With the line containing "Find the zebra" as the first line and the last line of the records as the final one, reproduce that range exactly.

Collection entries

Start of Block

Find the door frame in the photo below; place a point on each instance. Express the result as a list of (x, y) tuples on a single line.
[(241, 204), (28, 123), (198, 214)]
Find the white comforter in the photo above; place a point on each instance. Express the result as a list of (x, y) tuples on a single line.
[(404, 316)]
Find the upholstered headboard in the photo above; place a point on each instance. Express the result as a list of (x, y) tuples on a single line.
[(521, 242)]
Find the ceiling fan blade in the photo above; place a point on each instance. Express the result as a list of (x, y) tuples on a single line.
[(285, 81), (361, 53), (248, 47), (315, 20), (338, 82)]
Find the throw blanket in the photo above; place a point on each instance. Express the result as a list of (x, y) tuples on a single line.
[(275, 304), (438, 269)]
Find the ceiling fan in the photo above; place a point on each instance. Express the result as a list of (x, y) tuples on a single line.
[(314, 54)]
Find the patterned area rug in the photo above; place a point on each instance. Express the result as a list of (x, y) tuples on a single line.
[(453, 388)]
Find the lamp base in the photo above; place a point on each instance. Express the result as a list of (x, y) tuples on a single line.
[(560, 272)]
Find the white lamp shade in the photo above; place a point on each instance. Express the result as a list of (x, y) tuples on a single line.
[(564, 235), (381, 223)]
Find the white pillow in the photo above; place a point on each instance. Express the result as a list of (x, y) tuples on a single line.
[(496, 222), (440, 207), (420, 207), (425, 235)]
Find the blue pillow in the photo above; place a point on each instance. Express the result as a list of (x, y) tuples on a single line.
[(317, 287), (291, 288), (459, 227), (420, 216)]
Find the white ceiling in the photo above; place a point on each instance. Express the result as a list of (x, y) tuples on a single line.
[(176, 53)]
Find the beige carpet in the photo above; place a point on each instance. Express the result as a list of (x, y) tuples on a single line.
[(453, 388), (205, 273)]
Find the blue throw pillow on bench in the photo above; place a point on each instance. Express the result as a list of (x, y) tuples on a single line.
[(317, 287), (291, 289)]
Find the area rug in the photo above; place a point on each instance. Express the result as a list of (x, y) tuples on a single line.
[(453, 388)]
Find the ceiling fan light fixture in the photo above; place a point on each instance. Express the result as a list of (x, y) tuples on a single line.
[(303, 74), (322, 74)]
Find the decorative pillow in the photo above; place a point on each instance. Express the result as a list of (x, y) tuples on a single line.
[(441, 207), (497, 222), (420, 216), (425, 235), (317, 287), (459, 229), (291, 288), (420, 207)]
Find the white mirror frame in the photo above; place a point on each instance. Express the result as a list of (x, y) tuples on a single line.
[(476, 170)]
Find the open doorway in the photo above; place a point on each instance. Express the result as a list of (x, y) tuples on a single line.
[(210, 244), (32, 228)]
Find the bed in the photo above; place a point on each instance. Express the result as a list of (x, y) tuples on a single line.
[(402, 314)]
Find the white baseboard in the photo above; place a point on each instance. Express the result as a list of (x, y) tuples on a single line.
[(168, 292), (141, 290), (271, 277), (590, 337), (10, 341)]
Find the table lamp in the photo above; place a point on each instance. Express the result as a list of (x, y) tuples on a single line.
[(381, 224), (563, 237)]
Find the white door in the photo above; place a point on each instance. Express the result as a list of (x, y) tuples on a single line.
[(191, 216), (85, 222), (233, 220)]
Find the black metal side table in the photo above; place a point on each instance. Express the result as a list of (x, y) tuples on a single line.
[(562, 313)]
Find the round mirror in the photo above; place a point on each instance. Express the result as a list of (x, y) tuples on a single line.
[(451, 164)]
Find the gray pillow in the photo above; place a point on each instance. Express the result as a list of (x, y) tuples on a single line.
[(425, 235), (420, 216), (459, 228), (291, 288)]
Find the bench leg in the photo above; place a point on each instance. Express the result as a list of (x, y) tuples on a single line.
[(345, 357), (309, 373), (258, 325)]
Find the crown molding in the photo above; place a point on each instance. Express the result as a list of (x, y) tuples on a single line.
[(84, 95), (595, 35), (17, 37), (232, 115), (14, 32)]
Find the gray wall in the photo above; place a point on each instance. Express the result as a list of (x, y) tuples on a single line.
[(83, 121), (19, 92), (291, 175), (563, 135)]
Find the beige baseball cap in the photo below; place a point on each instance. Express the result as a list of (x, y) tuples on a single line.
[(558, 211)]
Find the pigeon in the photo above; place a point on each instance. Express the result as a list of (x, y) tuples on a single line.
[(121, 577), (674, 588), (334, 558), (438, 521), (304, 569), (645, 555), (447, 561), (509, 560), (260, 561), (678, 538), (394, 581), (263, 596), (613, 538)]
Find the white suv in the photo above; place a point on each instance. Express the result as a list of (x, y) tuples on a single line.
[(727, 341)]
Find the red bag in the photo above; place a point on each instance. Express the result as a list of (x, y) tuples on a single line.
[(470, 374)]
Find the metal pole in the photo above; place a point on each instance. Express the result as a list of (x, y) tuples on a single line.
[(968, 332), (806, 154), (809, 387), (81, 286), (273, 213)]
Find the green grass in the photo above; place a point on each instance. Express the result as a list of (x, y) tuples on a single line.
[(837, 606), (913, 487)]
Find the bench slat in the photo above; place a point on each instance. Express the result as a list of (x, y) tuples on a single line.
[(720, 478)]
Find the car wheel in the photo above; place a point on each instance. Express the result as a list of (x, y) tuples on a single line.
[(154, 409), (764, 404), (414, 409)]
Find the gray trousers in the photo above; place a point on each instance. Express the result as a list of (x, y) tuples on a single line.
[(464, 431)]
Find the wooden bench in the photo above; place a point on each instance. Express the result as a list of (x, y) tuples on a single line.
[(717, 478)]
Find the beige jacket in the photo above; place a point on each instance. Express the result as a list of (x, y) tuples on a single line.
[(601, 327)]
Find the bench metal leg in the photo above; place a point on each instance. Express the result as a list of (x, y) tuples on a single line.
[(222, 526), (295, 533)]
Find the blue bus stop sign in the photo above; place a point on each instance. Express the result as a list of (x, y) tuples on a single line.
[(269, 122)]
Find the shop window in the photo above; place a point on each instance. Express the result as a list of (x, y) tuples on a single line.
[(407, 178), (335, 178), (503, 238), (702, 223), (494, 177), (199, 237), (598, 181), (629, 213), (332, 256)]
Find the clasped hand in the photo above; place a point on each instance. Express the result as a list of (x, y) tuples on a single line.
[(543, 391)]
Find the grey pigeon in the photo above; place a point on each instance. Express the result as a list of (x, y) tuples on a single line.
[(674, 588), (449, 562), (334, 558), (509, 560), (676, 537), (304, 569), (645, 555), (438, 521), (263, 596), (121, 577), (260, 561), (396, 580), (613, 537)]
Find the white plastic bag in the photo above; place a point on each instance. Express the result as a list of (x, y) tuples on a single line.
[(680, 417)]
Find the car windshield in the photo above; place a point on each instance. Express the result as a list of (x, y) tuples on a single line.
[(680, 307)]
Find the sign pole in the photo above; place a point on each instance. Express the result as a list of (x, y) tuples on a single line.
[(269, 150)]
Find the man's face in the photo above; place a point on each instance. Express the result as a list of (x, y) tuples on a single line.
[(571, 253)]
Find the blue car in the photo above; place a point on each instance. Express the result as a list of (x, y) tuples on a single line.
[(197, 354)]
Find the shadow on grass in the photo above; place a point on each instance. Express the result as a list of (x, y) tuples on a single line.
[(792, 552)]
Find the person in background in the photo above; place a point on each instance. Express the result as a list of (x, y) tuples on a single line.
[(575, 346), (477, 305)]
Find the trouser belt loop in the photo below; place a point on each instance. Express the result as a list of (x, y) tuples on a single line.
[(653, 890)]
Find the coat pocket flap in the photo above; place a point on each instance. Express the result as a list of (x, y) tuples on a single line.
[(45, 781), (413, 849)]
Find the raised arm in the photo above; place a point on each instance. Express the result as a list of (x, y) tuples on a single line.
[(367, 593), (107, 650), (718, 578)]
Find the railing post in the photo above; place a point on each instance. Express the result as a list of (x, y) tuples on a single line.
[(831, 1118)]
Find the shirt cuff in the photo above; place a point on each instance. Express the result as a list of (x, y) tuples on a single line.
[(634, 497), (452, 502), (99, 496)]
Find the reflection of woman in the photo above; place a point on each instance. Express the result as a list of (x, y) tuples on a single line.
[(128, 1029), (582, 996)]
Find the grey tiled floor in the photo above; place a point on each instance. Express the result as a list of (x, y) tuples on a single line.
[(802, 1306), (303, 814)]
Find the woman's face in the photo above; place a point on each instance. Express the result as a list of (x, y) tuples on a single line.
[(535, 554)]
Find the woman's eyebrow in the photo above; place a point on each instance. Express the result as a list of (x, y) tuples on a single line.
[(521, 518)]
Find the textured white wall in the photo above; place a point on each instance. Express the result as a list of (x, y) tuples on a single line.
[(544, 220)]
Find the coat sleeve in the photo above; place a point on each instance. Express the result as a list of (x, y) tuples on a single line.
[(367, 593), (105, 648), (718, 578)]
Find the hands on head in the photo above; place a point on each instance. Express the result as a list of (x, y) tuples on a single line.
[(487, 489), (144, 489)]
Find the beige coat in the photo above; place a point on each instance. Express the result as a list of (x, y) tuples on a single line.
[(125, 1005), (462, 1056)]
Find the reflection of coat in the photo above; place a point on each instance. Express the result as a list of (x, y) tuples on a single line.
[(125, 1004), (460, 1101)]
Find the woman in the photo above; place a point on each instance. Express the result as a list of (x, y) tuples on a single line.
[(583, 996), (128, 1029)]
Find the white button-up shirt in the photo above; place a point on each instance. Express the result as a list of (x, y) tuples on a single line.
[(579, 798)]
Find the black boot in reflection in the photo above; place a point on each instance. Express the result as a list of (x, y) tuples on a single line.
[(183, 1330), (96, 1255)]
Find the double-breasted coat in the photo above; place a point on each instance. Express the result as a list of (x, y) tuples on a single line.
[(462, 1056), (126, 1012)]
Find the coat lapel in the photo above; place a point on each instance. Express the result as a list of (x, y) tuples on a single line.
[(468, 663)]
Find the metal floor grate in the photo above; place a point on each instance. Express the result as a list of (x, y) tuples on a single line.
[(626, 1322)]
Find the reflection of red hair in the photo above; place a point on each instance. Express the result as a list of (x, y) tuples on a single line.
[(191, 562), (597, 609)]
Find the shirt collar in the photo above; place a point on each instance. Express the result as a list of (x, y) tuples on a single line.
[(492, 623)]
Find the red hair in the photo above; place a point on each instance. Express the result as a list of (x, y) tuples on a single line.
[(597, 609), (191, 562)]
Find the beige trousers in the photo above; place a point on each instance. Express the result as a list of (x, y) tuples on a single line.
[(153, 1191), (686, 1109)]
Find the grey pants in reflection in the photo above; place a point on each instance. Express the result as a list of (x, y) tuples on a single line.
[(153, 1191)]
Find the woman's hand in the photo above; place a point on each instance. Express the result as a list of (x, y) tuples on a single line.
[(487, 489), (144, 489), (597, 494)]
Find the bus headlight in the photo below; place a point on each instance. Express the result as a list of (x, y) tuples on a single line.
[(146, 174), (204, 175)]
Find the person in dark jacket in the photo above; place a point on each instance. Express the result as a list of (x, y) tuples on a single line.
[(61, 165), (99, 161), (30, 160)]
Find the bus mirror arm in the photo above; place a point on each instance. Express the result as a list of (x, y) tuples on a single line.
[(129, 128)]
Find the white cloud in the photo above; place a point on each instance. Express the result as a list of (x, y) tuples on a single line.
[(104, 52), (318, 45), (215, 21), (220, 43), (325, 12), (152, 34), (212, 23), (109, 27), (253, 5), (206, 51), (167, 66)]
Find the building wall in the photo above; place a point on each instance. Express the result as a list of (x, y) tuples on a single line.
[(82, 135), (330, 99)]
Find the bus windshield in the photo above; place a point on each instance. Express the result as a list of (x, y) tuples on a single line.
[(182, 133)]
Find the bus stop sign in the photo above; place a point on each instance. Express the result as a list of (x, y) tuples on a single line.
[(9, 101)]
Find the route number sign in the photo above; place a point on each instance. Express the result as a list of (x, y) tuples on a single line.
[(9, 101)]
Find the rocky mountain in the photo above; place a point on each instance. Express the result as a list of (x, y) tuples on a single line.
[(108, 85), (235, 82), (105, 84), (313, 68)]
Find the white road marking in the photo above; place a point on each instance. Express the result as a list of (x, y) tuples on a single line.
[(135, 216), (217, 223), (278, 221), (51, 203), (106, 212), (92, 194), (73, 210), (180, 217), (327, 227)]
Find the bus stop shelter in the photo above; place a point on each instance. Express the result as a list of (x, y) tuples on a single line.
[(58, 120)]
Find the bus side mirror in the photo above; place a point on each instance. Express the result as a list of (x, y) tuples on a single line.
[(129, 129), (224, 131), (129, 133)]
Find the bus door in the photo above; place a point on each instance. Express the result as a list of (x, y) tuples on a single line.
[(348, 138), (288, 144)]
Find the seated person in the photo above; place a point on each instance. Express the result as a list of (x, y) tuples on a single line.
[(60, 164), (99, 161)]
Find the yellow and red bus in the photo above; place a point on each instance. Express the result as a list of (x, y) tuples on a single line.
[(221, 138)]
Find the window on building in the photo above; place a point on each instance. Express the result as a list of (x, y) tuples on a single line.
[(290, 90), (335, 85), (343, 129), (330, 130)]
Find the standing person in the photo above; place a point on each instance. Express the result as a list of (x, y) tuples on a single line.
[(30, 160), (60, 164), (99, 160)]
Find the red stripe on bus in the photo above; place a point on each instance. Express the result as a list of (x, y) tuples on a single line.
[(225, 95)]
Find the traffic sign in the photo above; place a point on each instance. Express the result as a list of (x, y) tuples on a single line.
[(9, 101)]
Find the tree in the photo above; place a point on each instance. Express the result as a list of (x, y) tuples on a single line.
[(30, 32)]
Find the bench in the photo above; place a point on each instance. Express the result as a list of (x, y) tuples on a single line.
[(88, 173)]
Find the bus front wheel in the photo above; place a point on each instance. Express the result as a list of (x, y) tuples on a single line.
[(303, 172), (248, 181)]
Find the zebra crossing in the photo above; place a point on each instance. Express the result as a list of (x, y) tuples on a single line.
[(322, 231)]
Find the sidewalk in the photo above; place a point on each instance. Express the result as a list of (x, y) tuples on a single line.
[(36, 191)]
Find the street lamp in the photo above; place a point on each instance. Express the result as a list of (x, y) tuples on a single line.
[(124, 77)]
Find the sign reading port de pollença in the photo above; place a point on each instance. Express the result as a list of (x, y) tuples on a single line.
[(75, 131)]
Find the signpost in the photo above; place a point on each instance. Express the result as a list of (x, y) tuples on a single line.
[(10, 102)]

End of Block

** Exercise result **
Find the zebra crossing in the photo above; place a point on each instance. Express the result as a list of (x, y) tuples on a single line.
[(322, 231)]
Find the sidewalk in the photo above; place a point on each instance. Express the result as a list of (x, y) tuples on a single line.
[(36, 191)]
Find the street lamp in the photo above; place a point on each instance. Express the result as a list of (x, y) tuples on a single line.
[(124, 77)]
Find the sign reading port de pollença in the photo above; place a point on each instance. Express the result as a list of (x, y) tuples on a single line.
[(75, 131)]
Find the signpost in the photo above; place a point on each instance. Express the result as a list of (x, y) tuples on a single line.
[(10, 102)]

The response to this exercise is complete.